◆ PROBLEM TO WORK ON
Without including any picture, repeat the records below exactly.

◆ TASK MATERIAL
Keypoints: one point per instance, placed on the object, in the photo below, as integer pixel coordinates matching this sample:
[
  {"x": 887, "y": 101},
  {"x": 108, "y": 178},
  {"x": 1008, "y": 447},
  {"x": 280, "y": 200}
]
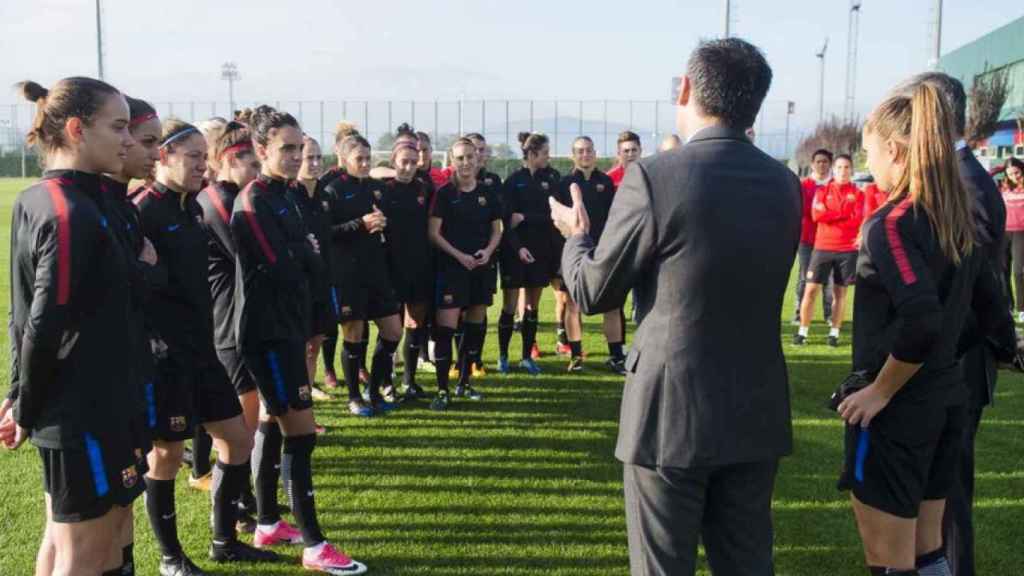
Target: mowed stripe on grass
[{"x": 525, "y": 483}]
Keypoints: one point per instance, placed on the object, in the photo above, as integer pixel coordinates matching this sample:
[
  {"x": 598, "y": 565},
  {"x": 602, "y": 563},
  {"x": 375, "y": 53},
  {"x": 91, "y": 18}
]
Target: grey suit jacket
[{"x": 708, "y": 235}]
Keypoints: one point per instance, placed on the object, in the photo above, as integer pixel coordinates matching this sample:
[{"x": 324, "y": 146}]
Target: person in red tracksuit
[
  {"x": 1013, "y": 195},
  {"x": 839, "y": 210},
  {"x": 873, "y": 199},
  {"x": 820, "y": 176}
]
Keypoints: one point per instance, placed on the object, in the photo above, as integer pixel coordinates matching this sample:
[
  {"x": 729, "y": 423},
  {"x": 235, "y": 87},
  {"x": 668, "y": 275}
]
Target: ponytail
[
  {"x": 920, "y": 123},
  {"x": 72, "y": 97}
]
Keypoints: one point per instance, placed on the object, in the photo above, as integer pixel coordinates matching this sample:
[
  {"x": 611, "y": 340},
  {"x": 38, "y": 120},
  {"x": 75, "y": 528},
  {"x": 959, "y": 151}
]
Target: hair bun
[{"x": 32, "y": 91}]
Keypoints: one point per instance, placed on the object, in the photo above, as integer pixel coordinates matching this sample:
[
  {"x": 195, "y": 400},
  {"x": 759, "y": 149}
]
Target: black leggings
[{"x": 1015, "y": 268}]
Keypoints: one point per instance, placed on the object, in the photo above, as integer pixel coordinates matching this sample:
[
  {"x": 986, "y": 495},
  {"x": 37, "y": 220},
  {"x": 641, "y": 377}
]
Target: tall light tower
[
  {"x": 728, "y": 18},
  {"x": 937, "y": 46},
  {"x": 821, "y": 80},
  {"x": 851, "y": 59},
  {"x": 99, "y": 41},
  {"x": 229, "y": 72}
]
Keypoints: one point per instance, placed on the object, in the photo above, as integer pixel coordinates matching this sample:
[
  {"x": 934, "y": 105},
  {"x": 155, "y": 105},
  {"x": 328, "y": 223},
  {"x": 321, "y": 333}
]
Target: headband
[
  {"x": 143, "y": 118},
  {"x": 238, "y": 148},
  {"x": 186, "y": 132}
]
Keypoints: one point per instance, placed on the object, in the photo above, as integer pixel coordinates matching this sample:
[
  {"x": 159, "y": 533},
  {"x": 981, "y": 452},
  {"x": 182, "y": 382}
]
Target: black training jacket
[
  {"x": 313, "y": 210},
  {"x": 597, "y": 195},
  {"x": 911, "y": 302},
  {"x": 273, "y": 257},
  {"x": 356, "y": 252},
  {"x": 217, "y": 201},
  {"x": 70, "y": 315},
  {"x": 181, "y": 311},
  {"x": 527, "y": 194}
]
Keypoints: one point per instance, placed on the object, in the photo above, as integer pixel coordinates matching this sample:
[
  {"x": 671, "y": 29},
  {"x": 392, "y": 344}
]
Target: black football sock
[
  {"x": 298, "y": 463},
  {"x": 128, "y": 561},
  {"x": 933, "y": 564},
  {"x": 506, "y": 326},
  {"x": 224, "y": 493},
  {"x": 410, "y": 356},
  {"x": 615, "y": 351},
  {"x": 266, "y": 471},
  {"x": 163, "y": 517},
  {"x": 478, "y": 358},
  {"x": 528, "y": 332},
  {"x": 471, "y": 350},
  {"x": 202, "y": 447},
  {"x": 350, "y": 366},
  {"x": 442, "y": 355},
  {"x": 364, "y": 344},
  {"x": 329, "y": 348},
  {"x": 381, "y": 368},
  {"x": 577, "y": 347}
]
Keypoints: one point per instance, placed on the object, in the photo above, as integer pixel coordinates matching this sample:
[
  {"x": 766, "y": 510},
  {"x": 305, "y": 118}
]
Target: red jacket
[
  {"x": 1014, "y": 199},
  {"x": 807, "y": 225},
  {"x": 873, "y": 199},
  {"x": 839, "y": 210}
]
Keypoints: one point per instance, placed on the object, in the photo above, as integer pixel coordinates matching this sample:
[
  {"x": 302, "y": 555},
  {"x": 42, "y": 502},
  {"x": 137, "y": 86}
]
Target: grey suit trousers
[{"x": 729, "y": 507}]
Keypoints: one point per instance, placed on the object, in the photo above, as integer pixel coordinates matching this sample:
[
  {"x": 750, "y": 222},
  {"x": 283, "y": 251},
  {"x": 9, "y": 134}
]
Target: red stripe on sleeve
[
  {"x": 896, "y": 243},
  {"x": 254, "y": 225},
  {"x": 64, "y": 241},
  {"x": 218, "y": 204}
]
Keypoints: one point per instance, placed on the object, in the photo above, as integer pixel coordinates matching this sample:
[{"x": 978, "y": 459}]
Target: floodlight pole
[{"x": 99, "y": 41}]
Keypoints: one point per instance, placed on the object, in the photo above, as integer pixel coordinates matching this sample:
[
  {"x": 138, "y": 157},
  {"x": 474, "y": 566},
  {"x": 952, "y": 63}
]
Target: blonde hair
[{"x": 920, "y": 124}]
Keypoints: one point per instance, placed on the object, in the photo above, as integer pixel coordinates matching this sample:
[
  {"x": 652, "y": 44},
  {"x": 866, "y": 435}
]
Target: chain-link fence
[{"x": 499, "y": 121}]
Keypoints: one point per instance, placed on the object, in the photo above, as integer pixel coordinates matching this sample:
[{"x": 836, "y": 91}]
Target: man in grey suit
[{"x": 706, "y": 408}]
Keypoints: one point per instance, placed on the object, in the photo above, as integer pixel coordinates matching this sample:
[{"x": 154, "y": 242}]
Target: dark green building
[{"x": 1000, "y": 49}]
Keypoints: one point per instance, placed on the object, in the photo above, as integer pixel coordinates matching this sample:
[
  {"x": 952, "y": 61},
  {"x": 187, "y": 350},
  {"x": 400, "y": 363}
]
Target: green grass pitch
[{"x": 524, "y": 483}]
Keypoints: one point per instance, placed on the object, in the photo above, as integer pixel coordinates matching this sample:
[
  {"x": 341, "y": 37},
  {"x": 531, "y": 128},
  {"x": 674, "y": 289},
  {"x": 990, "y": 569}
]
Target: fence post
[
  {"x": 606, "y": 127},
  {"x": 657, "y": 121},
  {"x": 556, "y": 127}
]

◆ PROBLEM SOLUTION
Keypoints: one point per instance, placed on the object, in the photo below, as integer pixel coordinates matching this sample:
[
  {"x": 887, "y": 101},
  {"x": 108, "y": 178},
  {"x": 1008, "y": 447},
  {"x": 280, "y": 200}
]
Target: mowed stripe on grass
[{"x": 525, "y": 483}]
Keypoints: one point per instance, placed on the object, in the photo above, as integer pixel coordinates matching this sample:
[
  {"x": 598, "y": 565},
  {"x": 602, "y": 563},
  {"x": 375, "y": 53},
  {"x": 91, "y": 18}
]
Target: grey suit jacket
[{"x": 708, "y": 235}]
Keypoints: one point per instance, placed on the object, in the photo above, as integer pixel coordinates matching this sample:
[{"x": 324, "y": 146}]
Target: person in red tracksuit
[
  {"x": 1013, "y": 195},
  {"x": 839, "y": 210},
  {"x": 873, "y": 199},
  {"x": 820, "y": 176}
]
Keypoints: one point per instance, placed on the object, in the photo above, as integer pixel coordinates matching this sample:
[
  {"x": 729, "y": 423},
  {"x": 235, "y": 87},
  {"x": 668, "y": 275}
]
Target: ponytail
[
  {"x": 920, "y": 123},
  {"x": 72, "y": 97}
]
Keypoints: one point per instance, placed on the object, in the photo above, as integer pixel coordinates matching this sample:
[
  {"x": 611, "y": 340},
  {"x": 38, "y": 120},
  {"x": 75, "y": 528},
  {"x": 959, "y": 151}
]
Target: hair bun
[{"x": 32, "y": 91}]
Keypoints: one point per instance, placed on the object, in the photo above, as integer pixel coordinates matching this sample:
[
  {"x": 195, "y": 400},
  {"x": 759, "y": 149}
]
Target: black leggings
[{"x": 1015, "y": 268}]
Keypoints: one point per instance, placed on the object, in the photo above, as integer pixel coordinates matching this sample:
[
  {"x": 986, "y": 495},
  {"x": 37, "y": 220},
  {"x": 641, "y": 377}
]
Target: tall light tower
[
  {"x": 728, "y": 18},
  {"x": 937, "y": 46},
  {"x": 821, "y": 80},
  {"x": 851, "y": 59},
  {"x": 99, "y": 41},
  {"x": 229, "y": 72}
]
Keypoints: one point per instance, placed on the object, in the photo above, as integer pixel coordinates matching this sample:
[
  {"x": 934, "y": 105},
  {"x": 155, "y": 105},
  {"x": 328, "y": 223},
  {"x": 321, "y": 333}
]
Target: headband
[
  {"x": 143, "y": 118},
  {"x": 238, "y": 148},
  {"x": 186, "y": 132}
]
Keypoints: one point per instance, placed on the object, in the photo above, as integer pixel coordinates matching this sample:
[
  {"x": 159, "y": 533},
  {"x": 981, "y": 452},
  {"x": 182, "y": 382}
]
Target: black training jacket
[
  {"x": 313, "y": 210},
  {"x": 597, "y": 195},
  {"x": 911, "y": 302},
  {"x": 273, "y": 257},
  {"x": 356, "y": 252},
  {"x": 217, "y": 201},
  {"x": 70, "y": 315},
  {"x": 181, "y": 311},
  {"x": 527, "y": 194}
]
Keypoints: one point per instance, placed on the object, in the photo above, as integer pixel coordinates matching this sample:
[
  {"x": 671, "y": 29},
  {"x": 392, "y": 344}
]
Target: black football sock
[
  {"x": 298, "y": 463},
  {"x": 128, "y": 561},
  {"x": 933, "y": 564},
  {"x": 506, "y": 326},
  {"x": 224, "y": 493},
  {"x": 410, "y": 356},
  {"x": 615, "y": 351},
  {"x": 266, "y": 471},
  {"x": 163, "y": 517},
  {"x": 478, "y": 358},
  {"x": 528, "y": 332},
  {"x": 471, "y": 350},
  {"x": 202, "y": 447},
  {"x": 350, "y": 366},
  {"x": 442, "y": 355},
  {"x": 364, "y": 344},
  {"x": 329, "y": 348},
  {"x": 381, "y": 368},
  {"x": 577, "y": 347}
]
Keypoints: one point per instance, placed on the object, in the photo above, as integer pixel coordinates matching this sample:
[
  {"x": 766, "y": 510},
  {"x": 305, "y": 118}
]
Target: red jacket
[
  {"x": 1014, "y": 199},
  {"x": 807, "y": 225},
  {"x": 873, "y": 199},
  {"x": 839, "y": 210}
]
Keypoints: one point per instance, placed on the object, in the photo above, as integer pixel coordinates matching this sample:
[
  {"x": 302, "y": 555},
  {"x": 42, "y": 502},
  {"x": 137, "y": 86}
]
Target: grey suit trousers
[{"x": 729, "y": 507}]
Keypoints: one point per instance, placed on the object, in the photo above, as integer pixel coordinates matching this sample:
[
  {"x": 750, "y": 222},
  {"x": 283, "y": 251},
  {"x": 9, "y": 134}
]
Target: red stripe on sleeve
[
  {"x": 896, "y": 243},
  {"x": 254, "y": 225},
  {"x": 64, "y": 241},
  {"x": 218, "y": 204}
]
Keypoints: one point per instance, placed on the object, in the photo above, as integer pixel coordinates matching this sample:
[{"x": 978, "y": 459}]
Target: floodlight pole
[{"x": 99, "y": 41}]
Keypoints: one point per instance, placed on the object, in the photo above, as integer pixel coordinates matching this sample:
[
  {"x": 138, "y": 157},
  {"x": 474, "y": 566},
  {"x": 952, "y": 63}
]
Target: blonde hair
[{"x": 920, "y": 124}]
Keypoints: one point per instance, placed on the object, in the photo above, as integer pixel coordinates matching this sample:
[
  {"x": 652, "y": 44},
  {"x": 866, "y": 435}
]
Target: chain-link fence
[{"x": 499, "y": 121}]
Keypoints: one point per instance, placed on the object, in the photo above, as integer pixel coordinates matching this sample:
[{"x": 836, "y": 91}]
Target: man in grey suit
[{"x": 706, "y": 408}]
Keypoints: one point per instance, placed on the object, in the photo above, as integer pixel coordinates matching this sample:
[{"x": 154, "y": 242}]
Target: dark green building
[{"x": 1000, "y": 49}]
Keypoints: one point per instance, placed on the object, in the photo above, as integer pixel coordinates matching this sample:
[
  {"x": 952, "y": 61},
  {"x": 187, "y": 350},
  {"x": 400, "y": 363}
]
Target: green grass pitch
[{"x": 524, "y": 483}]
Keypoints: one point per instance, placed on the object, in the photo above, as integer pixel coordinates matching this sample:
[
  {"x": 341, "y": 37},
  {"x": 531, "y": 128},
  {"x": 674, "y": 289},
  {"x": 990, "y": 569}
]
Target: fence post
[
  {"x": 606, "y": 127},
  {"x": 657, "y": 121},
  {"x": 556, "y": 127}
]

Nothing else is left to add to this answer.